- [INSTRUCTIONS FOR THE TASK] Rewrite the data below from the line containing "feathers in the picture above?" through the end of the data, both ends included, keeping the requests as they are and scaling each answer coordinate by 2.35, rounded to the nearest whole number with halves rounded up. Give only those lines.

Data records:
start

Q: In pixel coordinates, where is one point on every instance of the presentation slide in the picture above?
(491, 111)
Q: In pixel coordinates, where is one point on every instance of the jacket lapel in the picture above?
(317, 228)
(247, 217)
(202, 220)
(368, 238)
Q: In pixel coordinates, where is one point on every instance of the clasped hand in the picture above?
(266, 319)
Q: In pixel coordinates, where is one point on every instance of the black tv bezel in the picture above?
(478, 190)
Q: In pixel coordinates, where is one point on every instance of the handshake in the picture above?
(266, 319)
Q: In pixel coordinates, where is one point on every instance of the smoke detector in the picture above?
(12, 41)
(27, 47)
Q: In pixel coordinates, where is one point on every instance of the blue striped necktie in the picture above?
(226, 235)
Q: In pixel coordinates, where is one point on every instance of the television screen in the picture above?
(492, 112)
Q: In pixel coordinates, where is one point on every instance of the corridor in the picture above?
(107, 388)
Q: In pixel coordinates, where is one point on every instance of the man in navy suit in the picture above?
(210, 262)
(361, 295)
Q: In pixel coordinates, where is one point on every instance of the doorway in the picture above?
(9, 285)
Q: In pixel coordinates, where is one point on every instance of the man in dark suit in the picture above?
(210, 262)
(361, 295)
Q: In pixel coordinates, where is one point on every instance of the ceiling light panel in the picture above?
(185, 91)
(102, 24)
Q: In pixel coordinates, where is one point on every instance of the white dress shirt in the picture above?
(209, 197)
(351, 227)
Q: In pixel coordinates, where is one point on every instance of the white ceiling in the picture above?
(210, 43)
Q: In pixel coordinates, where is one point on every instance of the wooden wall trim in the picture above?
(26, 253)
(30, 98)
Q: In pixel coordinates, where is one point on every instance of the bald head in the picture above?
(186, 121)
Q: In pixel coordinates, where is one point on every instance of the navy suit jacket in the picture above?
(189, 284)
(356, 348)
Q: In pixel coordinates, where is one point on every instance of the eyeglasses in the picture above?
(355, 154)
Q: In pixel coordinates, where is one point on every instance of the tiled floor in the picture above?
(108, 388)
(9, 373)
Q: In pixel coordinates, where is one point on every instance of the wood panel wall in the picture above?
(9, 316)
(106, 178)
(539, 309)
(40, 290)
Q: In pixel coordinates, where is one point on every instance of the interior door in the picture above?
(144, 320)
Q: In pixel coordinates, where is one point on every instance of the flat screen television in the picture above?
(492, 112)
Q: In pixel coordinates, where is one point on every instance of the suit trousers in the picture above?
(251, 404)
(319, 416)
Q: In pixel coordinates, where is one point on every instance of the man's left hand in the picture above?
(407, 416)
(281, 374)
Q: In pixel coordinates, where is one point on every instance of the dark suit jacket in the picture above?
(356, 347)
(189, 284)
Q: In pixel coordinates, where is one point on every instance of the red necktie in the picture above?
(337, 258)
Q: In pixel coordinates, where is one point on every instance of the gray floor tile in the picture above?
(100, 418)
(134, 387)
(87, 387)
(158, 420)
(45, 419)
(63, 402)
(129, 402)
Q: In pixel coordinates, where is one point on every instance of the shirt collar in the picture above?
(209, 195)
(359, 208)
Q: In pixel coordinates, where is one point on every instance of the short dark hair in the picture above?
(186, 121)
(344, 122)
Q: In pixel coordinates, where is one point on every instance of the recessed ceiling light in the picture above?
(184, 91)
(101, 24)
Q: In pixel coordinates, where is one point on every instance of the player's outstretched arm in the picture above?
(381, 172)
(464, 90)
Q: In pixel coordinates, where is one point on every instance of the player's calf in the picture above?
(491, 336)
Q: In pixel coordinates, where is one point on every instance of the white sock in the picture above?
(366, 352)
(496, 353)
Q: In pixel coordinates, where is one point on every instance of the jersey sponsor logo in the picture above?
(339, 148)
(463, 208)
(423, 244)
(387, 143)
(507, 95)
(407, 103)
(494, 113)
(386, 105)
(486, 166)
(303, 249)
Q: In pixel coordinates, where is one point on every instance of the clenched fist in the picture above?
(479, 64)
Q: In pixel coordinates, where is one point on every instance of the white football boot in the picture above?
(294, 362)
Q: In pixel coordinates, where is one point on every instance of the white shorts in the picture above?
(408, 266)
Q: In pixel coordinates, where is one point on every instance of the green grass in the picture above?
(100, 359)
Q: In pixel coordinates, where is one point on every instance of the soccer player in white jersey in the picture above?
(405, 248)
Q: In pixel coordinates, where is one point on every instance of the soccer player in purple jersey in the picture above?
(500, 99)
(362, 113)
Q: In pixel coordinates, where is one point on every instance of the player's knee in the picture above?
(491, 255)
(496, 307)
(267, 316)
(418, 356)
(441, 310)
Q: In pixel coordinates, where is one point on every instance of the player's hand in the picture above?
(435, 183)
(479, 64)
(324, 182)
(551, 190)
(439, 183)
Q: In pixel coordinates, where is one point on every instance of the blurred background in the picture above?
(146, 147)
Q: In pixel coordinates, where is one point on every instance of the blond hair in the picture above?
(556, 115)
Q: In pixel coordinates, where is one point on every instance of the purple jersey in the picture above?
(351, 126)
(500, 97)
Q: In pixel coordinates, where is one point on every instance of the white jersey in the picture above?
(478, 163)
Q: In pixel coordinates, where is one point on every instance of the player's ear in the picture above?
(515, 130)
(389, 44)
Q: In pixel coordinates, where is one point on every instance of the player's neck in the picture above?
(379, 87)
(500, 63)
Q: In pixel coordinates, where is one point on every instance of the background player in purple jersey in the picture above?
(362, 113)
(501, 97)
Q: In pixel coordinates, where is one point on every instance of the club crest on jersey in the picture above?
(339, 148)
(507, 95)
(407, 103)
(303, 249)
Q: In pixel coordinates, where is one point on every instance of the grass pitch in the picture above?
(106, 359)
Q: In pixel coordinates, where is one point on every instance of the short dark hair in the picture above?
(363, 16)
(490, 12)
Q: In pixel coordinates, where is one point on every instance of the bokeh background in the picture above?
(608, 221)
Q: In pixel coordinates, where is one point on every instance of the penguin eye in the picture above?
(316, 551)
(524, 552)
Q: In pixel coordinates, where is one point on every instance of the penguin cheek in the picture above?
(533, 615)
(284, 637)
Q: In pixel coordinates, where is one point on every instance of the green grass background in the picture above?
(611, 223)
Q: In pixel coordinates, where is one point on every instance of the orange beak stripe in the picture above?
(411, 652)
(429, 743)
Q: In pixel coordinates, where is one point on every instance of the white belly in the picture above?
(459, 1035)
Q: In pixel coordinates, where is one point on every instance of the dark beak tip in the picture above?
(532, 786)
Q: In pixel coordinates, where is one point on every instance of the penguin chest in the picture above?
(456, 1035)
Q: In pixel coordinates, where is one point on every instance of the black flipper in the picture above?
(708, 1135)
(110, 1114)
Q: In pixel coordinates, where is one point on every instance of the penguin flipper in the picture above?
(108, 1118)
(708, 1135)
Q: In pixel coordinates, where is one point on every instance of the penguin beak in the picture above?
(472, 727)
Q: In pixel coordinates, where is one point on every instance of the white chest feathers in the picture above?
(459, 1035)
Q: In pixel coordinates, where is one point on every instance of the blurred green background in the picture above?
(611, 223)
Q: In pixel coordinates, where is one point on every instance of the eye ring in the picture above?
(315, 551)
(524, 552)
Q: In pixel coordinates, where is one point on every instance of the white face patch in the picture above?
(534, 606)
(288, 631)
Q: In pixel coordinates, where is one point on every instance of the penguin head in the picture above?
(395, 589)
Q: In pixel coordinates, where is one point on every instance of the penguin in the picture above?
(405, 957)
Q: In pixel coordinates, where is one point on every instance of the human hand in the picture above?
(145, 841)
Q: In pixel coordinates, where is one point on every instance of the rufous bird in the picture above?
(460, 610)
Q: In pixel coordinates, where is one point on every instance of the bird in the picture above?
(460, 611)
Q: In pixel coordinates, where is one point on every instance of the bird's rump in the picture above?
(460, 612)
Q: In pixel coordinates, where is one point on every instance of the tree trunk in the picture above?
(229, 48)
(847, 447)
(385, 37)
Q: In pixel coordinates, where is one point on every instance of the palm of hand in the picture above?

end

- [TASK ANSWER]
Q: In pixel coordinates, where is one point on every instance of the white chest feathers in the picture above?
(1079, 2432)
Q: In pixel coordinates, where is one point on every instance of the blurred green background in the picture above?
(1436, 524)
Q: In pixel coordinates, where is one point on every instance of the eye ring in the picture above?
(740, 1295)
(1231, 1297)
Q: In pixel coordinates, where is one point on every instance of the white face patch in the picture above?
(1255, 1424)
(677, 1483)
Q: In pixel coordinates, where is one point on every instance of the penguin head in the picture above?
(928, 1384)
Q: In pixel coordinates, where is one point on every instance of the penguin in the picture above?
(952, 2249)
Q: In pixel coordinates, where is one point on every instance of the human hand in the picture above?
(341, 1976)
Q: In pixel coordinates, where is one point on every instance of the rufous bird in the picture above?
(1081, 1434)
Q: In pixel coordinates, where is one point on every instance of the bird in the picture above?
(1081, 1436)
Q: In pixel coordinates, where is one point on every instance of the bird's rump in the picture above?
(1081, 1438)
Q: In pixel coordinates, where is one point on every instance of the tree trunk in the picture above?
(538, 113)
(1990, 1050)
(905, 87)
Q: In pixel coordinates, where is one point on every instance of the palm of hand in the picture above?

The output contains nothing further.